TASK BRIEF ▸
Examine each line of the data. Copy the line if it includes the word "floor".

====== DATA FOR THE TASK

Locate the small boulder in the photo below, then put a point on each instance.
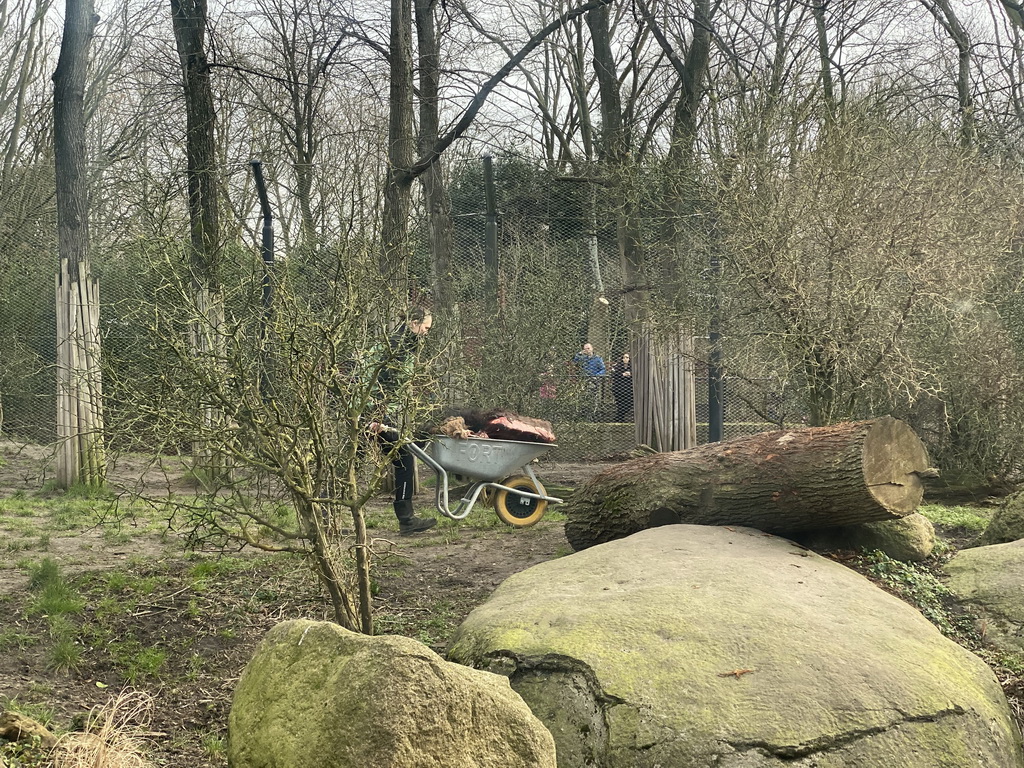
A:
(1007, 524)
(17, 727)
(316, 695)
(909, 539)
(991, 580)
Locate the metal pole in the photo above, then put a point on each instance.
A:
(716, 383)
(491, 235)
(266, 252)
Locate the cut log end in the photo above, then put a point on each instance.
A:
(894, 459)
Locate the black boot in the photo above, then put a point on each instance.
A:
(408, 522)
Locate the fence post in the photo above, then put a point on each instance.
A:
(491, 236)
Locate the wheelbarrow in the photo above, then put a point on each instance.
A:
(502, 466)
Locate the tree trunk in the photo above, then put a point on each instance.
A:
(780, 482)
(79, 392)
(435, 198)
(401, 148)
(189, 19)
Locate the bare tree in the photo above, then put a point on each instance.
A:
(79, 392)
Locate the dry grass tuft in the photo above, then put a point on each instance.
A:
(112, 736)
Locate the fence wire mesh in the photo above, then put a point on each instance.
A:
(558, 287)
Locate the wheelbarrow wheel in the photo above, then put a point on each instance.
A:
(519, 511)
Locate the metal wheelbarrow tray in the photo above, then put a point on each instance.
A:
(519, 501)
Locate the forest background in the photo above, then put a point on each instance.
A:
(818, 203)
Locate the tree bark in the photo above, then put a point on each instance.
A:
(80, 458)
(780, 482)
(189, 19)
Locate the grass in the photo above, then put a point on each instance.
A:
(969, 519)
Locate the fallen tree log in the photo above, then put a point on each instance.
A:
(780, 482)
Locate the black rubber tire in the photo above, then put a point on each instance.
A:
(518, 511)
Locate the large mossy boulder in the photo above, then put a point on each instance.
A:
(315, 695)
(991, 580)
(692, 645)
(1007, 524)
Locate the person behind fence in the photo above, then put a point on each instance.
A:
(403, 346)
(592, 367)
(622, 388)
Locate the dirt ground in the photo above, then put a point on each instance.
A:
(207, 628)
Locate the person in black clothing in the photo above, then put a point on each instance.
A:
(403, 345)
(622, 388)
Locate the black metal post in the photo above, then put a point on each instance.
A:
(266, 252)
(716, 382)
(491, 235)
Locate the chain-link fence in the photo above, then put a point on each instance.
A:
(525, 287)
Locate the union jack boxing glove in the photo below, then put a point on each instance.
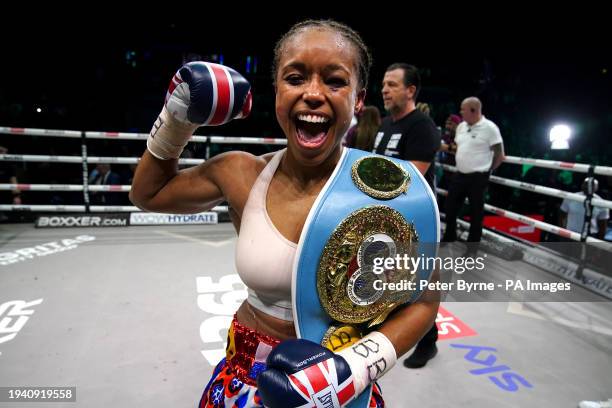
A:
(200, 94)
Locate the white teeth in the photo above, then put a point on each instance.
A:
(313, 118)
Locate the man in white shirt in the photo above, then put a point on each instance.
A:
(479, 149)
(572, 214)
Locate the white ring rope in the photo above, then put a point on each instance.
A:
(553, 192)
(79, 159)
(137, 136)
(577, 167)
(553, 229)
(82, 208)
(65, 187)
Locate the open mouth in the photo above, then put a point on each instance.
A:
(312, 130)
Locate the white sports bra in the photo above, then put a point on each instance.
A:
(264, 257)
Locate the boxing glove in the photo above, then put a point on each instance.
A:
(302, 373)
(200, 94)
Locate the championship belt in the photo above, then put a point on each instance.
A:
(372, 207)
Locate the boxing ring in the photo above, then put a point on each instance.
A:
(137, 315)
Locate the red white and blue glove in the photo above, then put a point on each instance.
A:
(301, 373)
(200, 94)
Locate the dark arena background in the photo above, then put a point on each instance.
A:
(136, 314)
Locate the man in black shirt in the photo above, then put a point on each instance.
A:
(409, 134)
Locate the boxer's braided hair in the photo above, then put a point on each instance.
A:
(364, 61)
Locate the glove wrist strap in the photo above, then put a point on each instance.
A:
(369, 359)
(169, 136)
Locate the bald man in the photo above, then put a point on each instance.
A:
(479, 150)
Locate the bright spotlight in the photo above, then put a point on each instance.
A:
(559, 136)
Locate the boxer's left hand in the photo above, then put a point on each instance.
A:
(300, 372)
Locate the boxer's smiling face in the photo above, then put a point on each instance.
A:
(317, 93)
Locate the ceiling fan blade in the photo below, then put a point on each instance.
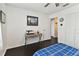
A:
(46, 4)
(56, 4)
(65, 4)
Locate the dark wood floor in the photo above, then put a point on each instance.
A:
(29, 49)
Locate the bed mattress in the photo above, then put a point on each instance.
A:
(58, 49)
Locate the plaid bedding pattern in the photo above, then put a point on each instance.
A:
(58, 49)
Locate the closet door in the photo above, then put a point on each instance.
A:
(76, 30)
(69, 29)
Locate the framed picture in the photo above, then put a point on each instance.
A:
(32, 21)
(61, 19)
(2, 17)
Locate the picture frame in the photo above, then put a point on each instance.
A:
(61, 19)
(32, 21)
(2, 17)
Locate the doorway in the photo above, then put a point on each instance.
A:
(54, 27)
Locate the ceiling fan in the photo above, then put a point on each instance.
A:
(57, 4)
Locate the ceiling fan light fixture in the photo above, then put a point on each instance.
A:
(46, 5)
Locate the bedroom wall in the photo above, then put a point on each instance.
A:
(68, 33)
(17, 26)
(3, 31)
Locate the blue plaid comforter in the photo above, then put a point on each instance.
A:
(58, 49)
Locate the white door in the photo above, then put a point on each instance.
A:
(69, 29)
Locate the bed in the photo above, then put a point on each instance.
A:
(58, 49)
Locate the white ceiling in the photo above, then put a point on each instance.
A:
(39, 7)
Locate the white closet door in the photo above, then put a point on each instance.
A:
(69, 30)
(76, 31)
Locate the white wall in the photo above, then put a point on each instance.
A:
(67, 33)
(17, 26)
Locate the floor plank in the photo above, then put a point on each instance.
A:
(29, 50)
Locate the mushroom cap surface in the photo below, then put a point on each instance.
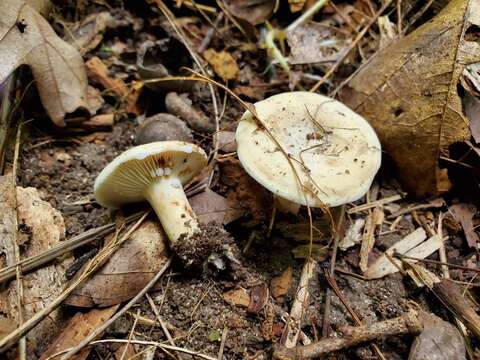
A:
(334, 151)
(129, 175)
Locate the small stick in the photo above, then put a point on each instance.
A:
(409, 323)
(22, 344)
(160, 320)
(354, 43)
(142, 342)
(294, 324)
(123, 310)
(222, 343)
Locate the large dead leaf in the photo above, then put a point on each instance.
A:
(42, 228)
(408, 92)
(129, 269)
(78, 328)
(26, 38)
(253, 11)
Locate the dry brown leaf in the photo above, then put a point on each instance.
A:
(253, 11)
(42, 228)
(408, 91)
(129, 269)
(280, 285)
(78, 328)
(98, 72)
(26, 38)
(223, 64)
(464, 214)
(212, 207)
(238, 297)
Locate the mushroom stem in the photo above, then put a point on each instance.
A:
(167, 198)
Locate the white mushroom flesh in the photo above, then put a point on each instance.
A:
(334, 151)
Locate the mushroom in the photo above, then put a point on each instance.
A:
(155, 172)
(334, 151)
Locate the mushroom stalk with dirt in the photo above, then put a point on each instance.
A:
(308, 149)
(155, 172)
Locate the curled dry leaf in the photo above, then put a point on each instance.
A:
(78, 328)
(129, 269)
(253, 11)
(26, 38)
(42, 228)
(408, 91)
(223, 64)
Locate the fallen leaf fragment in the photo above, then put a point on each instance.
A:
(223, 64)
(408, 91)
(439, 340)
(328, 43)
(78, 328)
(212, 207)
(57, 67)
(98, 72)
(238, 297)
(129, 269)
(464, 214)
(253, 11)
(43, 228)
(382, 266)
(280, 285)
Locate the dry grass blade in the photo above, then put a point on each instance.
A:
(94, 265)
(31, 263)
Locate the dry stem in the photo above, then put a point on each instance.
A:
(408, 323)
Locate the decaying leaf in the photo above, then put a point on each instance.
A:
(26, 38)
(78, 328)
(439, 340)
(87, 34)
(212, 207)
(464, 214)
(280, 285)
(238, 297)
(223, 64)
(411, 245)
(253, 11)
(42, 228)
(328, 43)
(129, 269)
(408, 91)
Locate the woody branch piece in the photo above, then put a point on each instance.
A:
(408, 323)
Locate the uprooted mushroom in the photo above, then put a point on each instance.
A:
(156, 172)
(334, 151)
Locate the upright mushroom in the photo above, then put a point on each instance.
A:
(334, 151)
(156, 172)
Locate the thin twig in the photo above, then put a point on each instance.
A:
(142, 342)
(22, 345)
(347, 51)
(123, 310)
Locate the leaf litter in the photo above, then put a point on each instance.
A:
(260, 300)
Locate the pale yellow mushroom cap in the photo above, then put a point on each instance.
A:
(335, 151)
(127, 178)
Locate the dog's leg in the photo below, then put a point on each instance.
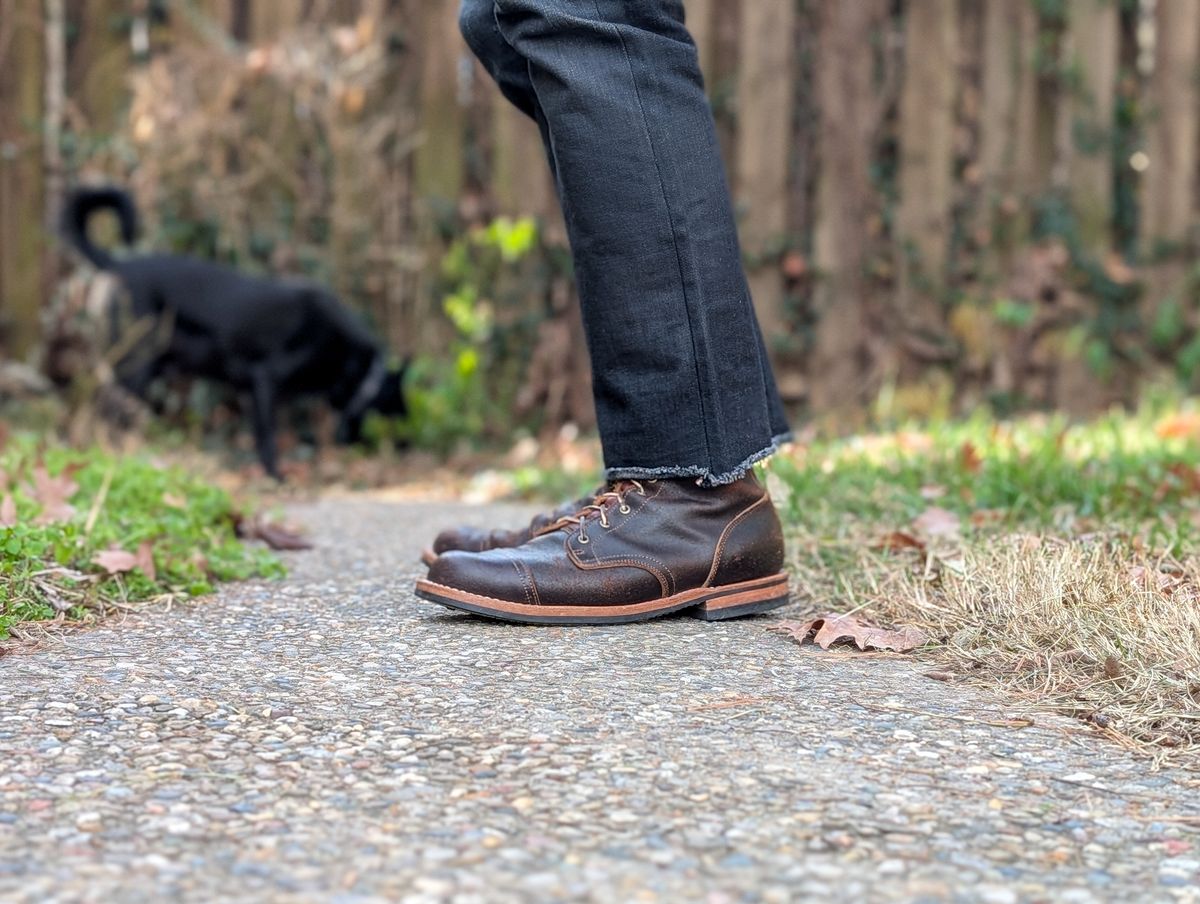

============

RESPONSE ▸
Locate the dark wood floor in the photo above, then put a point on each instance.
Locate the floor plank in the photo above, then put a point on each instance.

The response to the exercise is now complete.